◆ Reading text
Loach and his collaborators—actors Dave Johns (making his feature debut, which is astounding) and Hayley Squires and writer Paul Laverty—never oversell the individual moments, instead finding a means of depicting the bureaucratic process and the emotional struggles with the focus of a documentarian. In fact, the film is shot much like a documentary, with long takes, minimal lighting, and quiet music. Loach’s fidelity to social realism extends to form and not just content.
One scene, involving Squires visiting a food bank and desperately scarfing down beans straight from the can because she has been forgoing meals in order to provide for her kids, is completely mundane, but absolutely heartbreaking. It forces you to comprehend the food banks in your own cities and the disgraceful ways we withhold from people their most basic needs unless they beg for it and humiliate themselves in the process.
While I generally dislike movies that have explicitly political aims, I, Daniel Blake has made me reconsider this stance. Perhaps I only dislike films that champion superficial political ends or pursue change in ways that undercut any substance of their narrative. Or perhaps my outlook on politics and political agency has changed since Trump was elected. Regardless, I, Daniel Blake so empathetically depicts the struggles of its ordinary characters, and so comprehends the way that neoliberal austerity destroys social welfare systems, that it works as both a shattering drama and a rousing political message, with one enriching the other.
Simply put, this is a story of uncommon patience and insight. That it speaks loudly to the world we inhabit only makes it more vital.

◆ Request 1
Print the section of the film review that begins at the words "While I generally" and stops after the words "it more vital.".

◆ Exercise input
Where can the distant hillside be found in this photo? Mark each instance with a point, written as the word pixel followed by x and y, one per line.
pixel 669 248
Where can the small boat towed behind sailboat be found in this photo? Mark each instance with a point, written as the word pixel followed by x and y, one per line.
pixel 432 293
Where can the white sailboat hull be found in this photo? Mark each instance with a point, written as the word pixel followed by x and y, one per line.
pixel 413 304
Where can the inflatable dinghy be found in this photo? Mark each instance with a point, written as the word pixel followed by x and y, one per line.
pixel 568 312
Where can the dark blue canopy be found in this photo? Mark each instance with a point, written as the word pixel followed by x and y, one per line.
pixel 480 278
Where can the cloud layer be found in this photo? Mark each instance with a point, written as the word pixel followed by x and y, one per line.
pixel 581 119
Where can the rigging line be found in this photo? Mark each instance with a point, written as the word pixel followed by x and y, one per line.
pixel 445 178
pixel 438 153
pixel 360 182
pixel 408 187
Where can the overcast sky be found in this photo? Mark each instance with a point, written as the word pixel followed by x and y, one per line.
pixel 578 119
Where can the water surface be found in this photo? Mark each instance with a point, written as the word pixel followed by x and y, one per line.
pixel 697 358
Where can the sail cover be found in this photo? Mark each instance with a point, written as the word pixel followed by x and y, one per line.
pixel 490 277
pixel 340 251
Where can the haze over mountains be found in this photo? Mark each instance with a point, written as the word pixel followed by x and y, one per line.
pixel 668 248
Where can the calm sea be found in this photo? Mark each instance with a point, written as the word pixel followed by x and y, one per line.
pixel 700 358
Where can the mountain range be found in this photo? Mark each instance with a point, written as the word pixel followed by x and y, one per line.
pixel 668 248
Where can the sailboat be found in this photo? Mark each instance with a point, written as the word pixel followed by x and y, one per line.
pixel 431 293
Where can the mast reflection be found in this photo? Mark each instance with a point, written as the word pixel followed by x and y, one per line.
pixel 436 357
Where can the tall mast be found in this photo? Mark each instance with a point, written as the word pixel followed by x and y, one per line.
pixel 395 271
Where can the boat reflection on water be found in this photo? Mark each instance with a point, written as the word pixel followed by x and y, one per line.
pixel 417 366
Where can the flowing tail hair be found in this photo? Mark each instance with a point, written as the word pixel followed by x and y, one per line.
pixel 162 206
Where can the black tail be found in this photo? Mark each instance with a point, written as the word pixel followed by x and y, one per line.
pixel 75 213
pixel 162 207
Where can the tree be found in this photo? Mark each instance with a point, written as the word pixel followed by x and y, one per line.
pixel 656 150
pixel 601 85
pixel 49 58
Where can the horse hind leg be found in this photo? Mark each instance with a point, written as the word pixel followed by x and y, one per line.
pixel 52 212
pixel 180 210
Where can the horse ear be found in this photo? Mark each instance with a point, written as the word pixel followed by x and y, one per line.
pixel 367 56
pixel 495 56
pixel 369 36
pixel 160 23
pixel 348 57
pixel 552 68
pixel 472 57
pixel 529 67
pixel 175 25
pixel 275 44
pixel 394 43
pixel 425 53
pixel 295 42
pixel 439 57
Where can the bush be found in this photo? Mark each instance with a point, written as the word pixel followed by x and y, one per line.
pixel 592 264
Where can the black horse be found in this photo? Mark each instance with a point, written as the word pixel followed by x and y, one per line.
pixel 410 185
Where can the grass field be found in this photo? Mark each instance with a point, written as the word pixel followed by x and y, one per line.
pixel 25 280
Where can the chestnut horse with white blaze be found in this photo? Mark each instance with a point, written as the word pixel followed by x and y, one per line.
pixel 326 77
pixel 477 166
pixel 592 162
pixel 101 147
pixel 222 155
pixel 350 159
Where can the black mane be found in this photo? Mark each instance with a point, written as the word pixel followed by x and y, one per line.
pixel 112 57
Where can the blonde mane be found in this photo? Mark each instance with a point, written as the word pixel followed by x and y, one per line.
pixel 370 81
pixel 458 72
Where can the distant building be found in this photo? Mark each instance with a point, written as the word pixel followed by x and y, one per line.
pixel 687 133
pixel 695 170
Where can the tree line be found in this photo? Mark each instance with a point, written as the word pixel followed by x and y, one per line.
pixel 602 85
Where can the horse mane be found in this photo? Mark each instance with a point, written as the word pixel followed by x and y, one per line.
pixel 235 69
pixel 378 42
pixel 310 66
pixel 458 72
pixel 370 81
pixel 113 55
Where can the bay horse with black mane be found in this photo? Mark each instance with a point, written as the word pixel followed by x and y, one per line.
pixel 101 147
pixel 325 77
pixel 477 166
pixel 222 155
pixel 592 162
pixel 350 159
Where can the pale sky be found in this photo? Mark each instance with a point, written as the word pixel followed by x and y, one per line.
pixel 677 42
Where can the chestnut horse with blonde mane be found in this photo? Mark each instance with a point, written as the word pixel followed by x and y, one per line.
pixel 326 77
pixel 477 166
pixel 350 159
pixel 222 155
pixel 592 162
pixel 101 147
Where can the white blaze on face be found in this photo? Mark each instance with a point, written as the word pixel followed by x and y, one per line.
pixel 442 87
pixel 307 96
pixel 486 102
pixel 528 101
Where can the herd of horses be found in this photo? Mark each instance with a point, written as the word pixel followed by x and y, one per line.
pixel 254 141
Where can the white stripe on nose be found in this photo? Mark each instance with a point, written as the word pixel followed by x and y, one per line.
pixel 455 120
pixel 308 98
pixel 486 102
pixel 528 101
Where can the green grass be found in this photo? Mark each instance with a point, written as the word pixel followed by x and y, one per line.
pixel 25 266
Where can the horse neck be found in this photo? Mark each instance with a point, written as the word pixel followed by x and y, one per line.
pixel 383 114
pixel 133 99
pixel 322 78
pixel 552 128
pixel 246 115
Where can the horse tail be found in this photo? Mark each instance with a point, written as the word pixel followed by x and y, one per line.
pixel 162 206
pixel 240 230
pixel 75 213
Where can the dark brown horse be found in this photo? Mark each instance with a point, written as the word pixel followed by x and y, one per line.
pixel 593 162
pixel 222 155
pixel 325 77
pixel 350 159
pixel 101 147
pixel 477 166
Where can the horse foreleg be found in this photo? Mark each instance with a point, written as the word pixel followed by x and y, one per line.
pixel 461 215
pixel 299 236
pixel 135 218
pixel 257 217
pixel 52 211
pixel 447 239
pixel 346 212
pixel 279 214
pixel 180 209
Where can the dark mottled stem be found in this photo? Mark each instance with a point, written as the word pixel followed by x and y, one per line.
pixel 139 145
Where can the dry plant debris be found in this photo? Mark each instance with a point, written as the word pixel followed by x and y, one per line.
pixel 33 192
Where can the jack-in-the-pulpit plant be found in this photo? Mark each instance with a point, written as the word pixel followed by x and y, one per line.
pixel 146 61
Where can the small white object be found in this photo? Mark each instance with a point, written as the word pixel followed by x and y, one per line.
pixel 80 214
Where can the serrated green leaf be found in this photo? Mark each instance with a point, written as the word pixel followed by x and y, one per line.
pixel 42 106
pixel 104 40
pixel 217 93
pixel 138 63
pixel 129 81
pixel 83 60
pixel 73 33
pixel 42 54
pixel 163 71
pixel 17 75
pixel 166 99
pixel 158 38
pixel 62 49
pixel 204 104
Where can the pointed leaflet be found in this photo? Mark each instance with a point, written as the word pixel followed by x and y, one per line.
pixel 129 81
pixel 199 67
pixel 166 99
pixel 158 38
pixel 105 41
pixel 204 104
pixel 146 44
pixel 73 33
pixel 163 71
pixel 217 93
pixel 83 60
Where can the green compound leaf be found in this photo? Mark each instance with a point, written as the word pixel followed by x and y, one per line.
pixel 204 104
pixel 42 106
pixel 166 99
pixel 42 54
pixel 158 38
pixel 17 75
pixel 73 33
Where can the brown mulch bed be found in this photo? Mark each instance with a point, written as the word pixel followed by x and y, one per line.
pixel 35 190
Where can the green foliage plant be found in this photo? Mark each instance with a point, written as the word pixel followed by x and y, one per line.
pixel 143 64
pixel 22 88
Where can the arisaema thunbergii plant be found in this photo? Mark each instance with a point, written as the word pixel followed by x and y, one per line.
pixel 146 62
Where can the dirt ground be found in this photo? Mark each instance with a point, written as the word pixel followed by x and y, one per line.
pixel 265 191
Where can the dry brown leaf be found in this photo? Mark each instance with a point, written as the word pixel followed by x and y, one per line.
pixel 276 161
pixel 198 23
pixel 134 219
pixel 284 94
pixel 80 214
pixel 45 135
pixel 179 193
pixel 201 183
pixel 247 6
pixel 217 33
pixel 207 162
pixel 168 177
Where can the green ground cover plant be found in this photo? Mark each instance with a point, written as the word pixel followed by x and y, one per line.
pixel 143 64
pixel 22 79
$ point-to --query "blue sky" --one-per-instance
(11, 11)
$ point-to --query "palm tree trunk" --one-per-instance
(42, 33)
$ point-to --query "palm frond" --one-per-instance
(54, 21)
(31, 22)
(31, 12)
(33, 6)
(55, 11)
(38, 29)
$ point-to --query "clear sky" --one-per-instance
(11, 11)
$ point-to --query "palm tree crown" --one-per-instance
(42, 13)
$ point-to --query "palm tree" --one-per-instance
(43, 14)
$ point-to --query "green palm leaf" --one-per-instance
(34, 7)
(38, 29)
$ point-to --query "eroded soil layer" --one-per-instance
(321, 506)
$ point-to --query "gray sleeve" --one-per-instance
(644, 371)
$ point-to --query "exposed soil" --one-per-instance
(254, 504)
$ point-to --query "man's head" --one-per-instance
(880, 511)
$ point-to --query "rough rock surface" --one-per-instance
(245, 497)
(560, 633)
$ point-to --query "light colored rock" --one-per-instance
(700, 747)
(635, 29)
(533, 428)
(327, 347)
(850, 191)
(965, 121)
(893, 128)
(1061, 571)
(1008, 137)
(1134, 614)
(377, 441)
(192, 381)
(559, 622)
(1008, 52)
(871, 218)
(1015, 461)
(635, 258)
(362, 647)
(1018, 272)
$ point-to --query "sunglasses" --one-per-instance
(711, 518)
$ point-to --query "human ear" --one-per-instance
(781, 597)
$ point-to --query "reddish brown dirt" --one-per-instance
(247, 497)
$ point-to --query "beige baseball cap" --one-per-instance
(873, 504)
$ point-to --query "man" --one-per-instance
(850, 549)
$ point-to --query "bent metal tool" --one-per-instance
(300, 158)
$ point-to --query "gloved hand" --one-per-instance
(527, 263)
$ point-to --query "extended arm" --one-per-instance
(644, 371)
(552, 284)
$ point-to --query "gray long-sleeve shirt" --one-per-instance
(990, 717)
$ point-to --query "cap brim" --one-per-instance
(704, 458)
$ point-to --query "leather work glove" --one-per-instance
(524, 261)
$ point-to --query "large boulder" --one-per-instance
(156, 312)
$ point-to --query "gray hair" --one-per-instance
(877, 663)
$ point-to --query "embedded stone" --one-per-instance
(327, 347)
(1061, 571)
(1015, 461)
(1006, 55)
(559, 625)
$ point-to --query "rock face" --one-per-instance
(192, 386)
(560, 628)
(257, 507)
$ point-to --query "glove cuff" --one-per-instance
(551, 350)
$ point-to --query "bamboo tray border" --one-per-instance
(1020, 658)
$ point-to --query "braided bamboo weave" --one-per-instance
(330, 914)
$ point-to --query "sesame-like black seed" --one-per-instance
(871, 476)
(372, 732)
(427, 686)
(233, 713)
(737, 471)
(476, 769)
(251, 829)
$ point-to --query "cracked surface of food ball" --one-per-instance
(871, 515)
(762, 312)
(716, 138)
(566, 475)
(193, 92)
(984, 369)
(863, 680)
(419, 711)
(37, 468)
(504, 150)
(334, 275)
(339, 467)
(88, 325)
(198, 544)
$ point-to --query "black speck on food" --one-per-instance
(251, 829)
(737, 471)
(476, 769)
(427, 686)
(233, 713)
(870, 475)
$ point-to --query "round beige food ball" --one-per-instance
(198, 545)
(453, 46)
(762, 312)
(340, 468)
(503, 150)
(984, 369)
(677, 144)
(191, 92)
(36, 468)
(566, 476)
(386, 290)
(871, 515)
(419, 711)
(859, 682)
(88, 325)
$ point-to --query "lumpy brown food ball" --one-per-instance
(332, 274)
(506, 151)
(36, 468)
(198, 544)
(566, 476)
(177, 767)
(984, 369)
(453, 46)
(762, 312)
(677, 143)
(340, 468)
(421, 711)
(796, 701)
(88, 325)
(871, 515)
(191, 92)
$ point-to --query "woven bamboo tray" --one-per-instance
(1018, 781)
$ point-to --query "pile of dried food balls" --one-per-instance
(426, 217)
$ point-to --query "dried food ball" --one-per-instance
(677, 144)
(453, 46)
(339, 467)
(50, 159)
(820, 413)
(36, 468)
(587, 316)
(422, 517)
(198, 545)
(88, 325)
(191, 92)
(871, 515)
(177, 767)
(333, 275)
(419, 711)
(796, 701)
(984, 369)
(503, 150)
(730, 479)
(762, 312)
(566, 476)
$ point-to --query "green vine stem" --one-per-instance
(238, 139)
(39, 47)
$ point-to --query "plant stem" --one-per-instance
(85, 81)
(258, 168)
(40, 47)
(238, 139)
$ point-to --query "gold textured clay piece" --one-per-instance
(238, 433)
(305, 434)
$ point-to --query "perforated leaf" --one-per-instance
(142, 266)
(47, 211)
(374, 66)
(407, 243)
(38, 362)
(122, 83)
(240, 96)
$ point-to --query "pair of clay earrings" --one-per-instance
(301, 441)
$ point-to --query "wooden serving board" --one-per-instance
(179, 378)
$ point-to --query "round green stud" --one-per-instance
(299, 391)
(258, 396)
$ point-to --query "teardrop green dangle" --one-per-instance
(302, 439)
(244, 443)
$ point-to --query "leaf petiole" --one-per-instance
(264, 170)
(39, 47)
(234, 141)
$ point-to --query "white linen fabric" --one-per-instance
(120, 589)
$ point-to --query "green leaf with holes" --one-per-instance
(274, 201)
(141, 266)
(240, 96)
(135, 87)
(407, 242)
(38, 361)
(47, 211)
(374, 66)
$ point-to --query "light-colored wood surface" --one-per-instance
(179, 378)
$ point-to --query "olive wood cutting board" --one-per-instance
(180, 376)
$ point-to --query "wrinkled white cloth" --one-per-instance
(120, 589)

◆ Request 2
Render the records as a two-column CSV with the columns request and answer. Begin at the first line of the records and stop after the line that contains "pixel 432 293". Give one row per request, put each value in a single quoted field, and replace any line breaks with spaces.

◆ Reply 1
While I generally dislike movies that have explicitly political aims, I, Daniel Blake has made me reconsider this stance. Perhaps I only dislike films that champion superficial political ends or pursue change in ways that undercut any substance of their narrative. Or perhaps my outlook on politics and political agency has changed since Trump was elected. Regardless, I, Daniel Blake so empathetically depicts the struggles of its ordinary characters, and so comprehends the way that neoliberal austerity destroys social welfare systems, that it works as both a shattering drama and a rousing political message, with one enriching the other.
Simply put, this is a story of uncommon patience and insight. That it speaks loudly to the world we inhabit only makes it more vital.

◆ Reply 2
request,answer
"Where can the distant hillside be found in this photo? Mark each instance with a point, written as the word pixel followed by x and y, one per line.","pixel 669 248"
"Where can the small boat towed behind sailboat be found in this photo? Mark each instance with a point, written as the word pixel followed by x and y, one per line.","pixel 432 293"